**Your instructions**
Among the lines below, restate word for word only those from the line with "Query: bus windshield glare" through the line with "the car windshield.", with both end lines kept.

───── Provided data

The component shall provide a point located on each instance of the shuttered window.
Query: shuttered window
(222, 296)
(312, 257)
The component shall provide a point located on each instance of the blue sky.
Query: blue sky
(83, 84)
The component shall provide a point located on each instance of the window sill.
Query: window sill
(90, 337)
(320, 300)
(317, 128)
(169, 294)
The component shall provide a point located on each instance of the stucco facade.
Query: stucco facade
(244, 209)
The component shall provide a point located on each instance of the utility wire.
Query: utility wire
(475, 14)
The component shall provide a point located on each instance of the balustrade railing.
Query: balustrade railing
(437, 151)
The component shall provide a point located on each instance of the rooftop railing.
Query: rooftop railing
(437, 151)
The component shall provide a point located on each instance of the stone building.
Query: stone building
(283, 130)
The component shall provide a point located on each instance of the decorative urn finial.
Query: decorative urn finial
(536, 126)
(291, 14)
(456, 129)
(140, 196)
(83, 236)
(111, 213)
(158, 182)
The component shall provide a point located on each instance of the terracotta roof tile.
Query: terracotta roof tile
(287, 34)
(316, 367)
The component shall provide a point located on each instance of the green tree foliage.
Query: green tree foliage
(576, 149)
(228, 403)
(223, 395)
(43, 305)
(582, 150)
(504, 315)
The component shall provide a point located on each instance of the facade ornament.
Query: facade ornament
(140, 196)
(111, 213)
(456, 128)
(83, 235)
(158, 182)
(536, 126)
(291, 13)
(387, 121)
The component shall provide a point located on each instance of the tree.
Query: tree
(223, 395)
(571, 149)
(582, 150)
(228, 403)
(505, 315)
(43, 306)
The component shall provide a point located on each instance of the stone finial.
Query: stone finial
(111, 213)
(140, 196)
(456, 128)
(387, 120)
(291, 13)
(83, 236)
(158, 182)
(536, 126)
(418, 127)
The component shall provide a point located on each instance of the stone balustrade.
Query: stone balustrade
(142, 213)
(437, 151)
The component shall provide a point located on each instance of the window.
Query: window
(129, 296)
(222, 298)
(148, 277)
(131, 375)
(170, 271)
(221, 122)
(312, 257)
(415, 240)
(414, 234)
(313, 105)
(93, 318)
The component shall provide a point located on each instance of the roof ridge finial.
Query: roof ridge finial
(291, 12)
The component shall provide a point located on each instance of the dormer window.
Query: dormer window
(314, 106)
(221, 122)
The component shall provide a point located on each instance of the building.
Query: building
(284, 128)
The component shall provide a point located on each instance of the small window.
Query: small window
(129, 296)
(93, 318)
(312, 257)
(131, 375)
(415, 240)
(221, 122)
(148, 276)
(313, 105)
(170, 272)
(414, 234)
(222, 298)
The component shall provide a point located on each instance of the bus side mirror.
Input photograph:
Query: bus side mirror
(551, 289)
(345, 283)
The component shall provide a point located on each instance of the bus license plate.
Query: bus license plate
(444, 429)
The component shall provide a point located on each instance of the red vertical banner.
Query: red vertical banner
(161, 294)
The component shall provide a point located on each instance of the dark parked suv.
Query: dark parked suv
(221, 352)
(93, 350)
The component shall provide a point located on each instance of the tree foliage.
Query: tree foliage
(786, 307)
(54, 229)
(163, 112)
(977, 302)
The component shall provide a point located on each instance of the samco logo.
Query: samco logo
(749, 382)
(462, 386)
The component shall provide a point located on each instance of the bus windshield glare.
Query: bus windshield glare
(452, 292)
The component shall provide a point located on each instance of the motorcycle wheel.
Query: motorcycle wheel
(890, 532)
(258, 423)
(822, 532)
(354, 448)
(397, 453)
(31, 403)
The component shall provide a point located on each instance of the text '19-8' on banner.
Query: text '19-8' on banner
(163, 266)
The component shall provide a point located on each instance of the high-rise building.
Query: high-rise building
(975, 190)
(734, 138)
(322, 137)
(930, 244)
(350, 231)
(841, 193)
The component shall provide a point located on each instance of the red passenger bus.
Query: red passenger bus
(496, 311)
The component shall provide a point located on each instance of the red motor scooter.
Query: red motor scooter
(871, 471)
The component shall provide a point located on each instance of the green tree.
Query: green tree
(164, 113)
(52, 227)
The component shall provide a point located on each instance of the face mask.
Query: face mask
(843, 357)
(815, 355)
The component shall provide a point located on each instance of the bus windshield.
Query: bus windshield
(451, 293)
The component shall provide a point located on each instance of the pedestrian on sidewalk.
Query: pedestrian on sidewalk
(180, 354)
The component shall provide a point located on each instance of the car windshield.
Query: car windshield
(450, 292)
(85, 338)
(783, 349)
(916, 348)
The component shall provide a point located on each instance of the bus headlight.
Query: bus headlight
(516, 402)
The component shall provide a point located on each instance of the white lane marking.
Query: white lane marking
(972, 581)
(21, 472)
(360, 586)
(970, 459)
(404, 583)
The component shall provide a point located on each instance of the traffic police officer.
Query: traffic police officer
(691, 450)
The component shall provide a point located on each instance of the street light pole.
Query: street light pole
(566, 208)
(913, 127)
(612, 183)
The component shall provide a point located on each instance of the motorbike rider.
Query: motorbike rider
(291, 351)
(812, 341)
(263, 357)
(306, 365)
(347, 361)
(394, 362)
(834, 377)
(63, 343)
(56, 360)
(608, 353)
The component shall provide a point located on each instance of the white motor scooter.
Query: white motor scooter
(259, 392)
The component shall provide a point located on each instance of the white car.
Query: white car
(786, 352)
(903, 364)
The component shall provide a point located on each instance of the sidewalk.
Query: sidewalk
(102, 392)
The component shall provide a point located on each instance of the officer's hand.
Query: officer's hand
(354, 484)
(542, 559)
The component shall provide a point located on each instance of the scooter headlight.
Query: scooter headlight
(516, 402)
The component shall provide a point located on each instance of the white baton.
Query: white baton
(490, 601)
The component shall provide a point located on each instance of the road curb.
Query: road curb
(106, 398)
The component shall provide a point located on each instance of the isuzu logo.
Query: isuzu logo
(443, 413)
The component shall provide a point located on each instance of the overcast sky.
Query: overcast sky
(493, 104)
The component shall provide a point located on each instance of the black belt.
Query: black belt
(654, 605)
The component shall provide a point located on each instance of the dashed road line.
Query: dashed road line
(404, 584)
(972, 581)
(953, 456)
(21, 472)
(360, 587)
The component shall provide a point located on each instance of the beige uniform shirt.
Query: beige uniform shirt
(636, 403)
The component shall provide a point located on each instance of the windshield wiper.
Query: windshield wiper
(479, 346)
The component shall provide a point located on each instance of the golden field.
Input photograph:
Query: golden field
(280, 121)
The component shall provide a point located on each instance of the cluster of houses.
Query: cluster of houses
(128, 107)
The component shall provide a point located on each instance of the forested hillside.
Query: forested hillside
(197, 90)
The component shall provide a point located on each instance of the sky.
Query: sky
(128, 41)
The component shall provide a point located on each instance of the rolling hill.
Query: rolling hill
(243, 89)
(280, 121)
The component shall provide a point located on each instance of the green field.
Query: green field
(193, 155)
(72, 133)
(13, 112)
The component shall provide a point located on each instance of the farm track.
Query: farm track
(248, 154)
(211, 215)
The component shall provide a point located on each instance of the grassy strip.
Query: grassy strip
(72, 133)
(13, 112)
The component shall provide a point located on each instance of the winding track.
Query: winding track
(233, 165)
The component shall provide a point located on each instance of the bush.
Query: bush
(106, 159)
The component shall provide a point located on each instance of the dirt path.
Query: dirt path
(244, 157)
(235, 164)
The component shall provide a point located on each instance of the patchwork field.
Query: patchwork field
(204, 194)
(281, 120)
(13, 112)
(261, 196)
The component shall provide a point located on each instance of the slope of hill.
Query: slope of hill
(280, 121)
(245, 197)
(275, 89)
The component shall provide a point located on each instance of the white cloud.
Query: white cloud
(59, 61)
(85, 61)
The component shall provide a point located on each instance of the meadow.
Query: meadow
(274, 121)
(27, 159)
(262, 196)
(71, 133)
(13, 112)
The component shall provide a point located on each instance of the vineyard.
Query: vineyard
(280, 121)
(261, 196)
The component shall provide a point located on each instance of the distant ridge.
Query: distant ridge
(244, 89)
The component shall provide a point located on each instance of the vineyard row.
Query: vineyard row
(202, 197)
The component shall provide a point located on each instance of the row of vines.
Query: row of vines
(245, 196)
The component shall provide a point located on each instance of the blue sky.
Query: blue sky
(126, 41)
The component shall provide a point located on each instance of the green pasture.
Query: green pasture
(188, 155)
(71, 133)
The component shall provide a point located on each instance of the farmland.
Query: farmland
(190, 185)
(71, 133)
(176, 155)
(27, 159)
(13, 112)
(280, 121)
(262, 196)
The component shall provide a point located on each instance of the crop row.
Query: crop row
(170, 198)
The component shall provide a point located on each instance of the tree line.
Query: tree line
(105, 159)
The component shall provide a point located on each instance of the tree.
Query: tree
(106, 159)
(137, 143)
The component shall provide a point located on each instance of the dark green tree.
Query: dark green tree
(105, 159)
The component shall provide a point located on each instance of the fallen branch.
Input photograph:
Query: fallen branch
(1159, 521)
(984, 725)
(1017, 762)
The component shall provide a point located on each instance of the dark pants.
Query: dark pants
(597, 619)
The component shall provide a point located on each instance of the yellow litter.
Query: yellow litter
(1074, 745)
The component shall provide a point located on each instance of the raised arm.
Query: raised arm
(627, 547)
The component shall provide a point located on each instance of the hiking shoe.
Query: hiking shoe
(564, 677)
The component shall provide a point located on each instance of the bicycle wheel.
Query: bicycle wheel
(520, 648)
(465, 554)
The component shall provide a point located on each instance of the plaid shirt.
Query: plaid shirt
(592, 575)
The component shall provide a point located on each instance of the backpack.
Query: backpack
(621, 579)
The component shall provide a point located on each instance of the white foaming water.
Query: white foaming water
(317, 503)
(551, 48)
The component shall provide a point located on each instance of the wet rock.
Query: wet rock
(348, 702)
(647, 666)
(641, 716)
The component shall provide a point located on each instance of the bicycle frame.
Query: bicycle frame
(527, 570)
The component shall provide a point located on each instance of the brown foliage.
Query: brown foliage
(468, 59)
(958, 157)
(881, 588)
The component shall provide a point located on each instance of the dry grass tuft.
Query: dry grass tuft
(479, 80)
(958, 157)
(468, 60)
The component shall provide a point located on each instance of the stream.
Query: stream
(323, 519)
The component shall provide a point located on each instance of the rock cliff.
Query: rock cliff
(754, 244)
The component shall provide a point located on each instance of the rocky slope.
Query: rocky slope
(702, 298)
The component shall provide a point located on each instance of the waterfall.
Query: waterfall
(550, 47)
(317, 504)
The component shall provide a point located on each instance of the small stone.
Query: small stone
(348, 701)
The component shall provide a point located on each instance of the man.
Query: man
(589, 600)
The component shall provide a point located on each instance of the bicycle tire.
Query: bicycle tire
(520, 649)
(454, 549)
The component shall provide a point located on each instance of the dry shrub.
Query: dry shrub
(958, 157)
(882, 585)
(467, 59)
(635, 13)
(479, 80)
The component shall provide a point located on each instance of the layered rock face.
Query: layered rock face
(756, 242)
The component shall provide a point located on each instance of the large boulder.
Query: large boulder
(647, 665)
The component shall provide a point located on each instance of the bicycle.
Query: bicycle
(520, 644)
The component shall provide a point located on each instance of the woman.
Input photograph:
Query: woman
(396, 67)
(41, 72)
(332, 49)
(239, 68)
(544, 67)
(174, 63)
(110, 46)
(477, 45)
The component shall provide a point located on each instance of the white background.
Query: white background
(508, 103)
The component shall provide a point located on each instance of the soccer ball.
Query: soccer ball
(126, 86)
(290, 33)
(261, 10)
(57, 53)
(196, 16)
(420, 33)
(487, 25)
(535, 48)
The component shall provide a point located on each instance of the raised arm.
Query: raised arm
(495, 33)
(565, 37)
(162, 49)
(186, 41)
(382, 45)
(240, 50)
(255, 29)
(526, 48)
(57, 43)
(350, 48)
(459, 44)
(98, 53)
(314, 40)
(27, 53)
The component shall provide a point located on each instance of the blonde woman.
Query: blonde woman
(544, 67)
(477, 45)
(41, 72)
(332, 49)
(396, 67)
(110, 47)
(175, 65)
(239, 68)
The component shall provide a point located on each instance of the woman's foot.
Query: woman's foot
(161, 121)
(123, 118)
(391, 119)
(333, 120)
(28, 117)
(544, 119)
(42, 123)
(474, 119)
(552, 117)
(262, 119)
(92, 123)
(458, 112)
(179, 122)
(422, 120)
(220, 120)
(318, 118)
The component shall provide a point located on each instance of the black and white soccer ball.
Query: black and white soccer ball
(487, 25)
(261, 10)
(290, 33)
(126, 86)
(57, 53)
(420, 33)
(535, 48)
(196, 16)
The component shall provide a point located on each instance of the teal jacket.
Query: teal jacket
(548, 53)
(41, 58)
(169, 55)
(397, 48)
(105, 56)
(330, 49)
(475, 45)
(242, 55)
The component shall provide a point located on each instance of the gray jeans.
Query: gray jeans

──────────

**Answer**
Query: bus windshield glare
(452, 292)
The component shall provide a point located on each instance of the motorcycle wheel.
Query: motorcycle wheel
(890, 532)
(258, 423)
(822, 532)
(354, 448)
(397, 453)
(31, 403)
The component shall provide a point located on each instance of the text '19-8' on banner.
Query: text '19-8' on banner
(163, 266)
The component shall provide a point located on each instance of the high-rise building.
Query: high-rise building
(975, 190)
(734, 138)
(322, 137)
(930, 244)
(350, 231)
(841, 193)
The component shall provide a point located on each instance of the red passenger bus.
Query: red passenger bus
(496, 311)
The component shall provide a point located on each instance of the red motor scooter.
Query: red motor scooter
(871, 471)
The component shall provide a point located on each instance of the green tree.
Query: green tree
(164, 113)
(52, 227)
The component shall provide a point located on each instance of the face mask.
Query: face mask
(843, 357)
(815, 355)
The component shall provide a point located on each instance of the bus windshield.
Query: bus windshield
(451, 293)
The component shall provide a point located on each instance of the pedestrian on sidewalk.
Query: pedestrian on sidewalk
(180, 354)
The component shall provide a point located on each instance of the car windshield.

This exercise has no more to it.